## Text shown:
───
Cote and Goldman found that out of the five categories presented earlier, self- explanation and monitoring protocol were most used by students. They did not often call upon the other strategies and when they did, they did not have much success in using them. For example, students who used prediction as a strategy often struggled within the information in the expository text to predict successfully what would come next.

The researchers did an analysis of types of protocol events to understand how children capture reasoning and comprehension strategies while they construct a representation of the text. During a second analysis, Cote and Goldman were looking at the degree to which children were making connections among elements in the text and between text elements and prior knowledge. Three categories of reinstatements emerged; they are according to the source of the reinstated information.

Physical Reinstatements- Computer records allow the researchers to see the order in which students accessed and read the sentences in the passage. This allowed the researchers to be able to distinguish between prior texts that were physically reinstated or use of mental reinstatement from memory Consistent findings show many of the children spontaneously and selectively reinstated previously read sentences by re-exposing them physically.

Mental Reinstatements- Two types of mental reinstatements emerged during the think –aloud protocols.

Mental–Text- reinstatements made by the reader where previous information presented in the text were mentioned without physically looking at the material again.
───
## Records excerpted from a collection:

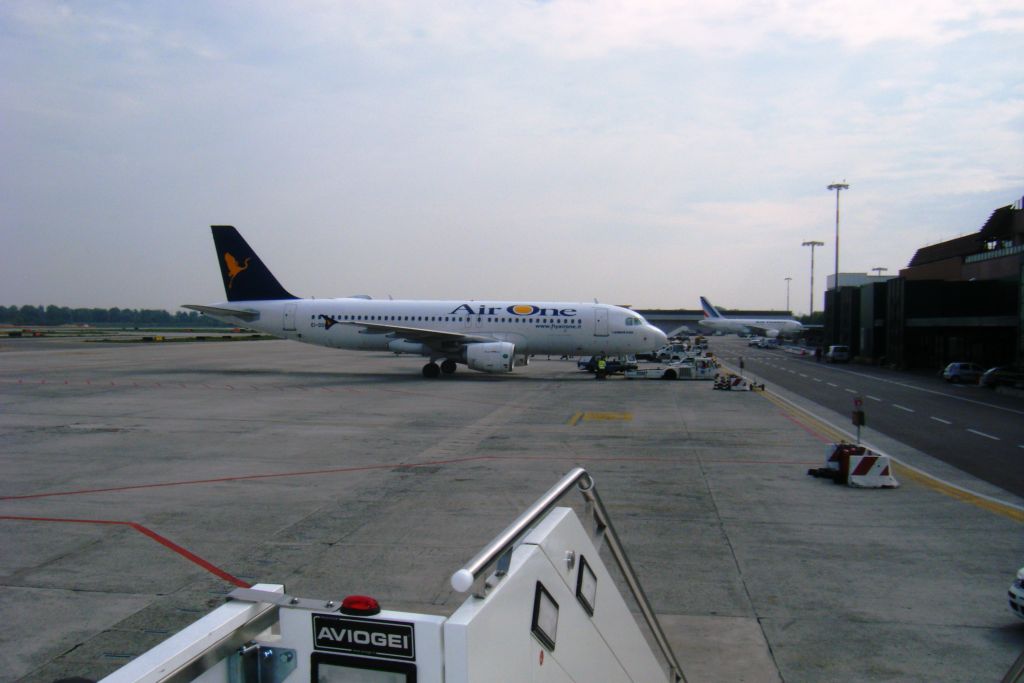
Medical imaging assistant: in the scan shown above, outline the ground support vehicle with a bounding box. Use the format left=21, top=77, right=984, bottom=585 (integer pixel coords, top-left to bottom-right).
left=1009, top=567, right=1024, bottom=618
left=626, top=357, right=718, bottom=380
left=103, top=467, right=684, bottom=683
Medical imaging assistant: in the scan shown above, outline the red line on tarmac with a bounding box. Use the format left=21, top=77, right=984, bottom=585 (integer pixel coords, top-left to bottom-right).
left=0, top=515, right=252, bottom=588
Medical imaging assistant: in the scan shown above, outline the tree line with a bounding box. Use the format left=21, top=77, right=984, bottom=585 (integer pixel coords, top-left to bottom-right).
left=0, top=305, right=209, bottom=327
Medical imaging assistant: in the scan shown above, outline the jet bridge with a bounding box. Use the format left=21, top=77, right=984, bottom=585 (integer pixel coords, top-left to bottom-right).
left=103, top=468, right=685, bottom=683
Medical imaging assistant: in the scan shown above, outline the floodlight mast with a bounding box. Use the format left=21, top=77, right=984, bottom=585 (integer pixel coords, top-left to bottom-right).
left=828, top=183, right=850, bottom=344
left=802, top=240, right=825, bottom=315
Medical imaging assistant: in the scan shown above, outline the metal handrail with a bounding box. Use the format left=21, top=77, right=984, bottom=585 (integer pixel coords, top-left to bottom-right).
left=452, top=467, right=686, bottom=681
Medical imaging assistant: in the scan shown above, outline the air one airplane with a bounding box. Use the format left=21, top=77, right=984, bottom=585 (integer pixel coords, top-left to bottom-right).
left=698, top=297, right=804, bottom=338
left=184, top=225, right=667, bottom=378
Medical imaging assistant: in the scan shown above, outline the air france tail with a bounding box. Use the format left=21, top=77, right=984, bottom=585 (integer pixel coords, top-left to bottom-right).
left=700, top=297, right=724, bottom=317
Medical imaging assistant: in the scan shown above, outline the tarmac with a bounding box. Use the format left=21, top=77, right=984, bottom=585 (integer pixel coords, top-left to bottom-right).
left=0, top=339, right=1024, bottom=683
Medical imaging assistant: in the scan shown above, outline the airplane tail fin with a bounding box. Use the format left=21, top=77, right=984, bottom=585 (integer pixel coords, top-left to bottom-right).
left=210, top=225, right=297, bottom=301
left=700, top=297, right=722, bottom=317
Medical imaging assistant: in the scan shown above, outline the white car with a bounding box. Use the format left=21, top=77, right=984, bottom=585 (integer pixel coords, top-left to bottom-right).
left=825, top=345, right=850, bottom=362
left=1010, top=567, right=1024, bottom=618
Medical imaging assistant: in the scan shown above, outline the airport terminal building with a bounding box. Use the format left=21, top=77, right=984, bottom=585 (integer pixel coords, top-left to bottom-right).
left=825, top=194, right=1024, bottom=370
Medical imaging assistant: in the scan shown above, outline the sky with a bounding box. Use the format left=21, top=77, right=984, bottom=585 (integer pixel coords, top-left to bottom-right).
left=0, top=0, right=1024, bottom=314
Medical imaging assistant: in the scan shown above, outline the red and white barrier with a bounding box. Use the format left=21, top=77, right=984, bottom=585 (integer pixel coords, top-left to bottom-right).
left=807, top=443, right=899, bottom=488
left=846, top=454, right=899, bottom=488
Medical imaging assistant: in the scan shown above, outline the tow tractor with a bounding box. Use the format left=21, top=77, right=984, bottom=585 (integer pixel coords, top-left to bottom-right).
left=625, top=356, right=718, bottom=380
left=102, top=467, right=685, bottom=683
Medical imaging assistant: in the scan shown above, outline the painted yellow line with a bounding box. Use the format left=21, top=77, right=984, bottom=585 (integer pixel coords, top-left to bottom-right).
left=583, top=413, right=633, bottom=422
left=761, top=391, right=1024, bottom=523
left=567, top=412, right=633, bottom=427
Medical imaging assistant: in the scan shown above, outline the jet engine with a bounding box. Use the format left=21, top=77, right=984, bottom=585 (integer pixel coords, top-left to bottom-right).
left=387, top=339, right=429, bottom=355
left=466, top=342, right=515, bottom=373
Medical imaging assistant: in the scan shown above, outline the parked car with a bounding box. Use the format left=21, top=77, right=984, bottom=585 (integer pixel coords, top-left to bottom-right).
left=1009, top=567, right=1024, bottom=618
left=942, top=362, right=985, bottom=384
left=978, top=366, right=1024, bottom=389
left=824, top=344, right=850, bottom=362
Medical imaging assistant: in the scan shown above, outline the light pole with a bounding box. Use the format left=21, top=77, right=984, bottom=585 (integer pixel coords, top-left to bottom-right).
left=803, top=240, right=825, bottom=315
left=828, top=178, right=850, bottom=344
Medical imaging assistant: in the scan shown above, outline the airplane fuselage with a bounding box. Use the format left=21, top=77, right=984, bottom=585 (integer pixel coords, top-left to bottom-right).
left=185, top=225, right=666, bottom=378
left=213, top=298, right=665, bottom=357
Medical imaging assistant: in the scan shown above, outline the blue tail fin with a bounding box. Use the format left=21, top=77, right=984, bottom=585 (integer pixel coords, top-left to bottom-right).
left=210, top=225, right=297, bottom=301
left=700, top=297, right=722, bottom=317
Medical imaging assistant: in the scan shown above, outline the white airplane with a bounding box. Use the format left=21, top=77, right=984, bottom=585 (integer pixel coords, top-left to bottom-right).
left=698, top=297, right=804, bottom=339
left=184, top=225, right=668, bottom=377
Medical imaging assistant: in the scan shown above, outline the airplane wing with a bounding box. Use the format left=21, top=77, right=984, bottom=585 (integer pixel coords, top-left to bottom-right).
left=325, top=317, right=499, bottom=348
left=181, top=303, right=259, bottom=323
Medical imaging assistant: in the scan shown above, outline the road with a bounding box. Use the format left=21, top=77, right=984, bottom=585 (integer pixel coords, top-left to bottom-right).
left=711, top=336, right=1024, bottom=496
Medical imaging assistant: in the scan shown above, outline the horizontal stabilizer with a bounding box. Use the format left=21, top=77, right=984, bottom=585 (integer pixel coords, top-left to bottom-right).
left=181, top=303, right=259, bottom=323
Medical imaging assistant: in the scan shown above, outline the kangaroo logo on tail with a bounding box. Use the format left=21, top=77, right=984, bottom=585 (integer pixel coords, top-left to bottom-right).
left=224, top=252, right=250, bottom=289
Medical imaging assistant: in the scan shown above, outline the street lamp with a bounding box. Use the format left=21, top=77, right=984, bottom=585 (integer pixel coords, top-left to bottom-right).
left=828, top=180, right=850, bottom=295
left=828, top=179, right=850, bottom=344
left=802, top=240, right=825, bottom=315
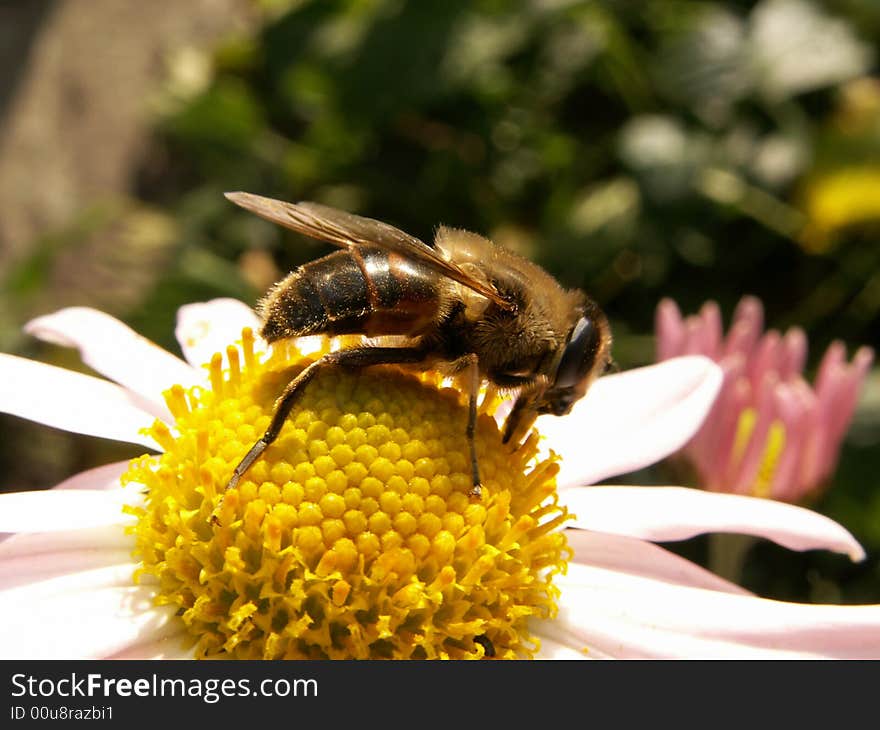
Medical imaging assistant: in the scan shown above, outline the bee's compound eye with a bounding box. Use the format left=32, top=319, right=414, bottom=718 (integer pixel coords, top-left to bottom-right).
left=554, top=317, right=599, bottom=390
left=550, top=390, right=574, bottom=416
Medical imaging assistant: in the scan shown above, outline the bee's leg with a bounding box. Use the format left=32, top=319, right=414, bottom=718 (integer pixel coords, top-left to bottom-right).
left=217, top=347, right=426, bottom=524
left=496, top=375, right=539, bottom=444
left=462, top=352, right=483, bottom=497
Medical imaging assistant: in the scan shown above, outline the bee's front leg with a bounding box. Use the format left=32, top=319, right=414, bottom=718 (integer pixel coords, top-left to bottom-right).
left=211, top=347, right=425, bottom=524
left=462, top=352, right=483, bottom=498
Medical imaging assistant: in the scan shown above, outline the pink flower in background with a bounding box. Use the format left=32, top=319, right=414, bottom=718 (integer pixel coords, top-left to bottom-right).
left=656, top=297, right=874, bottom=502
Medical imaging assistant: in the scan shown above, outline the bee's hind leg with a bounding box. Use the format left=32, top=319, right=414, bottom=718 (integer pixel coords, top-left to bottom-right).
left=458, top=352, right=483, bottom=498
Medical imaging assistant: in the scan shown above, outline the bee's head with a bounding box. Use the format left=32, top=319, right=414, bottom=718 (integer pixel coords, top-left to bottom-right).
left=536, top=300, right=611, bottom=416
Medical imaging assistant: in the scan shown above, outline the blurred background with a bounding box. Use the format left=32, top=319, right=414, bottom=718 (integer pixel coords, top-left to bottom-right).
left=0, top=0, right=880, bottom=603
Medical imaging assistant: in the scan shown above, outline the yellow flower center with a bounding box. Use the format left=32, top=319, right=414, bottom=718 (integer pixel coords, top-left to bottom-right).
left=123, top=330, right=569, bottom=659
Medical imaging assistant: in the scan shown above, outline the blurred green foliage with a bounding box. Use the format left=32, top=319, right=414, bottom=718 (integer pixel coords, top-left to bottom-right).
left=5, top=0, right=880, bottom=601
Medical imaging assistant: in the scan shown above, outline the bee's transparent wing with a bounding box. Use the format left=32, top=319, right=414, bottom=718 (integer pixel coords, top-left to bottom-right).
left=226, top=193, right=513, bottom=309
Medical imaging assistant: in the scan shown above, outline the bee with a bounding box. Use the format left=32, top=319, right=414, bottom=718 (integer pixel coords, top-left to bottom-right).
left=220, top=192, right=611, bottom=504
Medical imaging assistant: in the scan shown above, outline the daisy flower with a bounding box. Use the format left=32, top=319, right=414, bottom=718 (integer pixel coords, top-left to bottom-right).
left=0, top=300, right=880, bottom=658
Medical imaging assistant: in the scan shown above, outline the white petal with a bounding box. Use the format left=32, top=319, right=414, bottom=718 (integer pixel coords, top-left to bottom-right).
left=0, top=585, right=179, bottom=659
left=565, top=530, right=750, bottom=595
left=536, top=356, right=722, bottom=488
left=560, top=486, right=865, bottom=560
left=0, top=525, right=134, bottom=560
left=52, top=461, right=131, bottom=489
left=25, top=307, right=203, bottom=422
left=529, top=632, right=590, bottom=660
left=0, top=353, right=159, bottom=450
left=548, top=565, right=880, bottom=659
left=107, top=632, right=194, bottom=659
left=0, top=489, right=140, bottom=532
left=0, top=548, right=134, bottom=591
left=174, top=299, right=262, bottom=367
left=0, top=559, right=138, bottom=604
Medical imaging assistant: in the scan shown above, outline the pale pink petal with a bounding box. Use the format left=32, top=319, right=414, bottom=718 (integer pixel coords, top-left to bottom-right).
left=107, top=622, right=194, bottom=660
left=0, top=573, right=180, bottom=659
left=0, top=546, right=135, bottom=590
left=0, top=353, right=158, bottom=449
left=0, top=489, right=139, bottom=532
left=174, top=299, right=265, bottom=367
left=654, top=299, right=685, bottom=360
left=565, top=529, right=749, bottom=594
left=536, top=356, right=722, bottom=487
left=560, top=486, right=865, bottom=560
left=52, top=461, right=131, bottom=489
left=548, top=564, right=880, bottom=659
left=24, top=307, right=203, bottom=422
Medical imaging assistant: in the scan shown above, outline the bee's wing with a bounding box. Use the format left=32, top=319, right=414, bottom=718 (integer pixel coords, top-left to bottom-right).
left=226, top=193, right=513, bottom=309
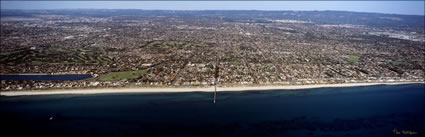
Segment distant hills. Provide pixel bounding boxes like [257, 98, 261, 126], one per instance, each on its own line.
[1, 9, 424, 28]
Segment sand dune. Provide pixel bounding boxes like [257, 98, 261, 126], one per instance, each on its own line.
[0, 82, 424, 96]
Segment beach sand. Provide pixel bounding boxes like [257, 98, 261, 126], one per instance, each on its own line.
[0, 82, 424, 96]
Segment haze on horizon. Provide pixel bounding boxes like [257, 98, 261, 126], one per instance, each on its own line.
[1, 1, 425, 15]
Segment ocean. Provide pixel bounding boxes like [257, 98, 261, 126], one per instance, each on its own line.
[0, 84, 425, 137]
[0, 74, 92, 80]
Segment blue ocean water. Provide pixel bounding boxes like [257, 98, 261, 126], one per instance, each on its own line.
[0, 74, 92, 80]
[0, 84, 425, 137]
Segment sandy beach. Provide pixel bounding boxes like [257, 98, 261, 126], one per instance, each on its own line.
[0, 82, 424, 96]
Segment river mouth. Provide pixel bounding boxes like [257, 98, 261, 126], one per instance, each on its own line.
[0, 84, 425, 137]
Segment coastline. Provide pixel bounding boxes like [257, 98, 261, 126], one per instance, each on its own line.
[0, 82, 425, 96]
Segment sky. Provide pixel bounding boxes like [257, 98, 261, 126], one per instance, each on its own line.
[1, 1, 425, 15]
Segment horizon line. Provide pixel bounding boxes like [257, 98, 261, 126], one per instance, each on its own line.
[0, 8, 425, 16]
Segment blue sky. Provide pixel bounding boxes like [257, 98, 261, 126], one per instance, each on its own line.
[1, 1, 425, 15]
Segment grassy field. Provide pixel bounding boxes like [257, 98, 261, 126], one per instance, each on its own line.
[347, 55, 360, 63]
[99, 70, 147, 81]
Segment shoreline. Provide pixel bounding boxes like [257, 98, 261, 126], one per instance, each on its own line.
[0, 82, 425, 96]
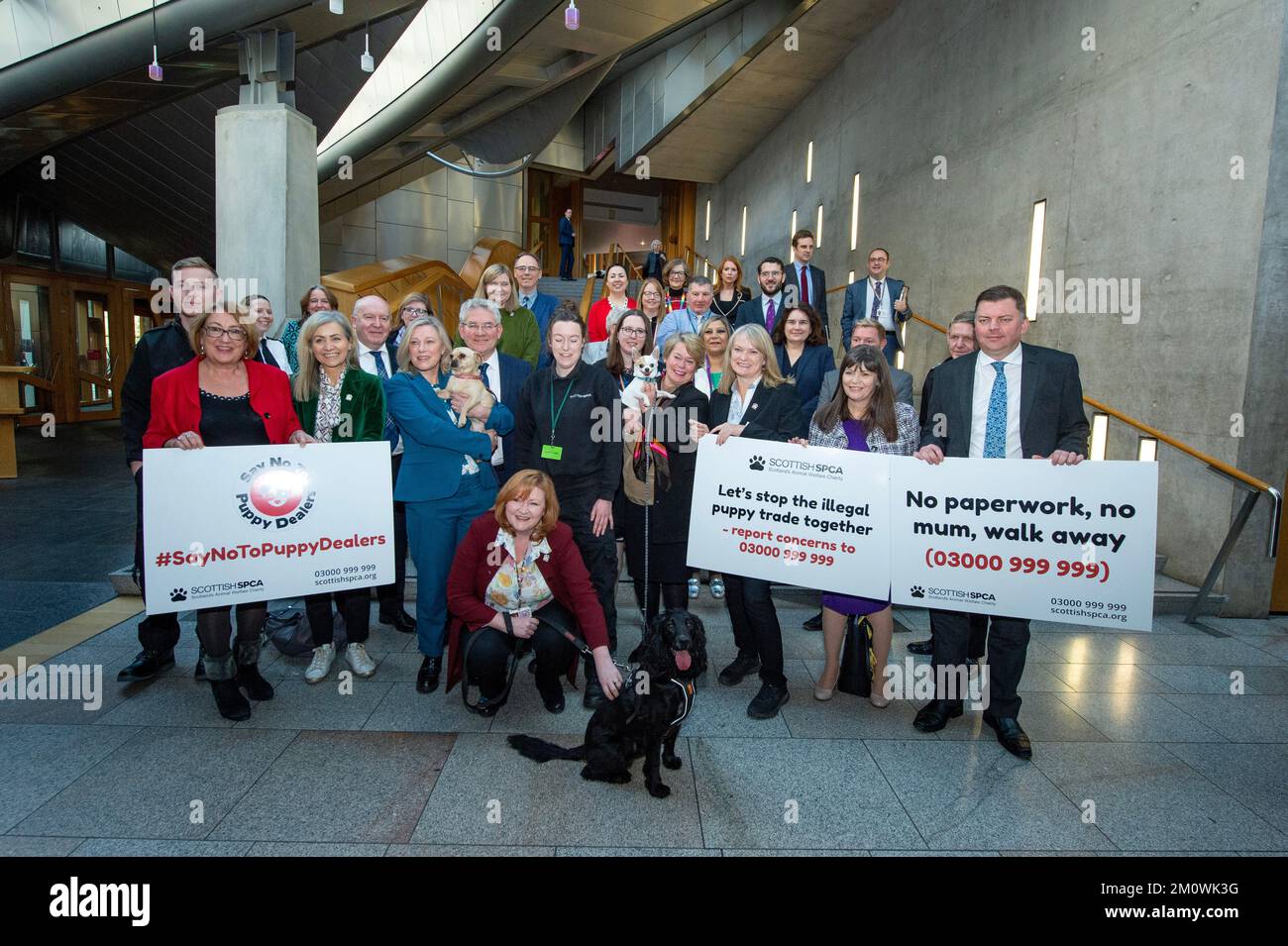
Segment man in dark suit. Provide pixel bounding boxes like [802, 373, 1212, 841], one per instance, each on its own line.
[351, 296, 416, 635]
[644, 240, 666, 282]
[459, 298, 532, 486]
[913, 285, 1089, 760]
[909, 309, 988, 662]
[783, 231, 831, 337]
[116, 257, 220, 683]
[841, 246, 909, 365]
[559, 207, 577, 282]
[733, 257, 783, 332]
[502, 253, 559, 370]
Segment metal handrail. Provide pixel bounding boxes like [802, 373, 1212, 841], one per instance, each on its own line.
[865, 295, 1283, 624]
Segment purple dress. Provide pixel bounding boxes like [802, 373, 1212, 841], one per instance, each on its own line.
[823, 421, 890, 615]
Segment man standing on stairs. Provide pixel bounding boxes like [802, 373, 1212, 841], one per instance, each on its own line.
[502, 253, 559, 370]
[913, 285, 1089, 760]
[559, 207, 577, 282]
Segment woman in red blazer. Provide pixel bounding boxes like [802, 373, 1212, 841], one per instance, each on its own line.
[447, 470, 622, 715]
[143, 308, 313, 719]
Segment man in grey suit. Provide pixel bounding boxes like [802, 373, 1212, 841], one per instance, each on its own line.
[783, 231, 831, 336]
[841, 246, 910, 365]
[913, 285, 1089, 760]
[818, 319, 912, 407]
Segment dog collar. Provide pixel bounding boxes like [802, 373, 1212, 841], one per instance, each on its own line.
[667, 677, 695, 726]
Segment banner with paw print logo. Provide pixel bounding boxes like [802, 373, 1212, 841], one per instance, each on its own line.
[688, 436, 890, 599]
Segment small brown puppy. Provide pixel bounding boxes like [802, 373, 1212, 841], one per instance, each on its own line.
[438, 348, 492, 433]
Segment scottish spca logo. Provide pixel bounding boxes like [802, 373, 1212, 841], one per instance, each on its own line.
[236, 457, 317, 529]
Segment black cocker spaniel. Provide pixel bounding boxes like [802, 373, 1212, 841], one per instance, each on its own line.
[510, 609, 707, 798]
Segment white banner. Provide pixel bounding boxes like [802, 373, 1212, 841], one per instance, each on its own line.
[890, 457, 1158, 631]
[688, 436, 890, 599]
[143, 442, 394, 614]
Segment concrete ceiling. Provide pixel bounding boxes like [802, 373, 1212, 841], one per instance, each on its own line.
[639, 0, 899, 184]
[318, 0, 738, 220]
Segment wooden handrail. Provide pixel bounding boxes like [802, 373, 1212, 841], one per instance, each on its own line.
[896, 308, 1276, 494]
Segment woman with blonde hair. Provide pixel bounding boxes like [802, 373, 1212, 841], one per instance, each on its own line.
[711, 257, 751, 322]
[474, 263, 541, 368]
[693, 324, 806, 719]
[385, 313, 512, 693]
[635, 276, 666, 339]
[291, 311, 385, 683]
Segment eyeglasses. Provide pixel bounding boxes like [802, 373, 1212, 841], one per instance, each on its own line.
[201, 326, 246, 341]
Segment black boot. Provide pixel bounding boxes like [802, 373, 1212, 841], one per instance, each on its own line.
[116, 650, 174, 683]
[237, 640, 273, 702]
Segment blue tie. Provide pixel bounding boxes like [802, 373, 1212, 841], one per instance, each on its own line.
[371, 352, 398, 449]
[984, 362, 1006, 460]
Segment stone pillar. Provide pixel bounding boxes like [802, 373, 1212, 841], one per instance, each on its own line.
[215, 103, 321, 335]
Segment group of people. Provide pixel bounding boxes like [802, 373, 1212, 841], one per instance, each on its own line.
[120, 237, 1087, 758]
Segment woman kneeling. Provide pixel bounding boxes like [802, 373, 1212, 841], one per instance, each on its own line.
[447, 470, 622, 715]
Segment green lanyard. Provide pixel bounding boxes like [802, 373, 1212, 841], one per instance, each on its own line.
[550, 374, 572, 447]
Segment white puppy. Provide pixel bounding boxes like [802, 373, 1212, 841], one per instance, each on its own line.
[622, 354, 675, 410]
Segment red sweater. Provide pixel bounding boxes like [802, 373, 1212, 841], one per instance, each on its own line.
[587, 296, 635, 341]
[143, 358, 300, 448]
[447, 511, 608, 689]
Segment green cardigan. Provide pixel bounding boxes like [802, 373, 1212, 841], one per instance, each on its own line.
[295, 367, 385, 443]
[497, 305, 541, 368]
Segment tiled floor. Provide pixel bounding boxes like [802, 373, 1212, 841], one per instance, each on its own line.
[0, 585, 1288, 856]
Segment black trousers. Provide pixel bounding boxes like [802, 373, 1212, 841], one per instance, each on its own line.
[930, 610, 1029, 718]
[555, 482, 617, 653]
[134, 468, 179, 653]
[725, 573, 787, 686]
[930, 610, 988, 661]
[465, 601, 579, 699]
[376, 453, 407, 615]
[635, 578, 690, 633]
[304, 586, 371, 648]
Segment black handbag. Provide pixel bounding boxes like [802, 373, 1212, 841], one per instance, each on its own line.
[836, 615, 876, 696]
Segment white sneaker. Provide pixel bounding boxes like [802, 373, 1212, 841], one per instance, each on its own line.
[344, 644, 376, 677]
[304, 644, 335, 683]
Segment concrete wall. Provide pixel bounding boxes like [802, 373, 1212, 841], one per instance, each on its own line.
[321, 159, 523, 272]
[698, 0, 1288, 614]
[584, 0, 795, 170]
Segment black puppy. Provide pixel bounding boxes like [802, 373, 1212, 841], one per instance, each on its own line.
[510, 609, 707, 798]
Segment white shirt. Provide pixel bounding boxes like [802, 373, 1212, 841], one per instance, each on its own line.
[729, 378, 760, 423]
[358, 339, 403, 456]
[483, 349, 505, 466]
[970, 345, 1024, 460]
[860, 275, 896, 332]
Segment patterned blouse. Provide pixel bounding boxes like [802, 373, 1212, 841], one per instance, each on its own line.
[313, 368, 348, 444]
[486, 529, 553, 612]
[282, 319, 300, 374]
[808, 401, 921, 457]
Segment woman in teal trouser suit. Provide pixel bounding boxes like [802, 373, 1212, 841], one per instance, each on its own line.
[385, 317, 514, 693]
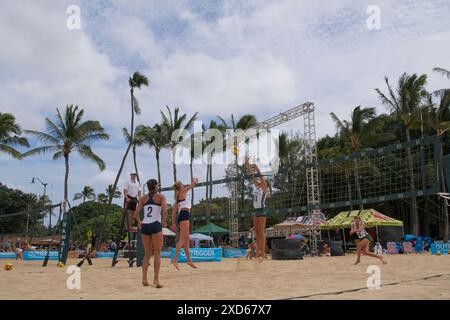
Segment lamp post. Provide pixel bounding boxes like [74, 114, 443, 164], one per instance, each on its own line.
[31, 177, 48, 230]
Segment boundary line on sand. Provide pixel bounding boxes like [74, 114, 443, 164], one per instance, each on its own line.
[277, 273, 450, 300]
───
## Problem description:
Copy the passage on Cote and Goldman's findings word for word, starting at "Mental–Text- reinstatements made" and ending at "the material again.". None of the items are needed here.

## The answer:
Mental–Text- reinstatements made by the reader where previous information presented in the text were mentioned without physically looking at the material again.